- [Суть задания]
Можете перемасштабировать строки от строки с «Can you find the decorative» до строки с «[64,37,125,207]» включительно? Перепишите их все целиком, умножив каждую координату рамок на 2,45 и округлив до целого, половины в большую сторону.

- [Исходные данные]
<<<<
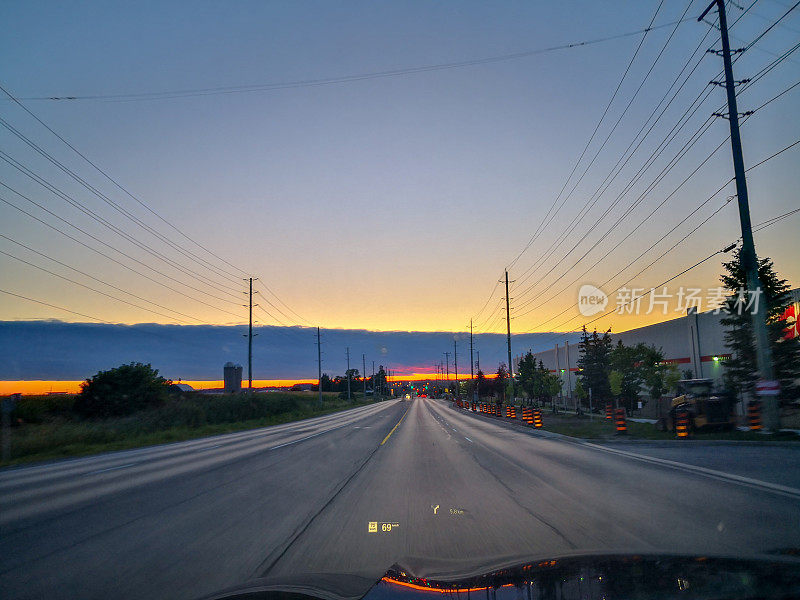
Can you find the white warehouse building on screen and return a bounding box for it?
>>>>
<<<<
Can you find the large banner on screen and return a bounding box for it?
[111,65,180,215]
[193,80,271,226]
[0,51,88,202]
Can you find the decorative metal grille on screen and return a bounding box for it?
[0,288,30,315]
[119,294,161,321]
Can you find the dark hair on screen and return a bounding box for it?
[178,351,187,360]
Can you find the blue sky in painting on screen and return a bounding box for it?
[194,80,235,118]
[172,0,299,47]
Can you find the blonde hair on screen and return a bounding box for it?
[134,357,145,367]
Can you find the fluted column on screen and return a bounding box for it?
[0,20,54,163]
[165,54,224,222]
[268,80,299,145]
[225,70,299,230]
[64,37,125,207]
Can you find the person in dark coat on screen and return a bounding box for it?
>>>>
<<<<
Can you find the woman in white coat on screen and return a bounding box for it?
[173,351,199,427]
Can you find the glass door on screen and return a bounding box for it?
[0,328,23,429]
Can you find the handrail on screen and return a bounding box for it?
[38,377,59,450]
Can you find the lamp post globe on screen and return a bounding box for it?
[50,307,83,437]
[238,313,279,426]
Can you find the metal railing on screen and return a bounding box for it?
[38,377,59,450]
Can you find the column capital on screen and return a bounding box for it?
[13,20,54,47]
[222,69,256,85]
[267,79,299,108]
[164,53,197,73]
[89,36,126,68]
>>>>
- [Решение]
Can you find the decorative metal grille on screen and return a bounding box for it?
[0,706,74,772]
[292,720,394,786]
Can you find the dark hair on screen and return a bounding box for it?
[436,860,458,882]
Can you find the blue sky in painting on screen and return a bounding box for it?
[475,196,576,289]
[421,0,733,115]
Can you find the blonde hair on screen and return a bounding box for it?
[328,875,355,899]
Can you find the fluted column on screen and return a bounding box for it?
[0,49,132,399]
[404,132,549,544]
[657,196,733,355]
[551,172,733,564]
[157,91,306,507]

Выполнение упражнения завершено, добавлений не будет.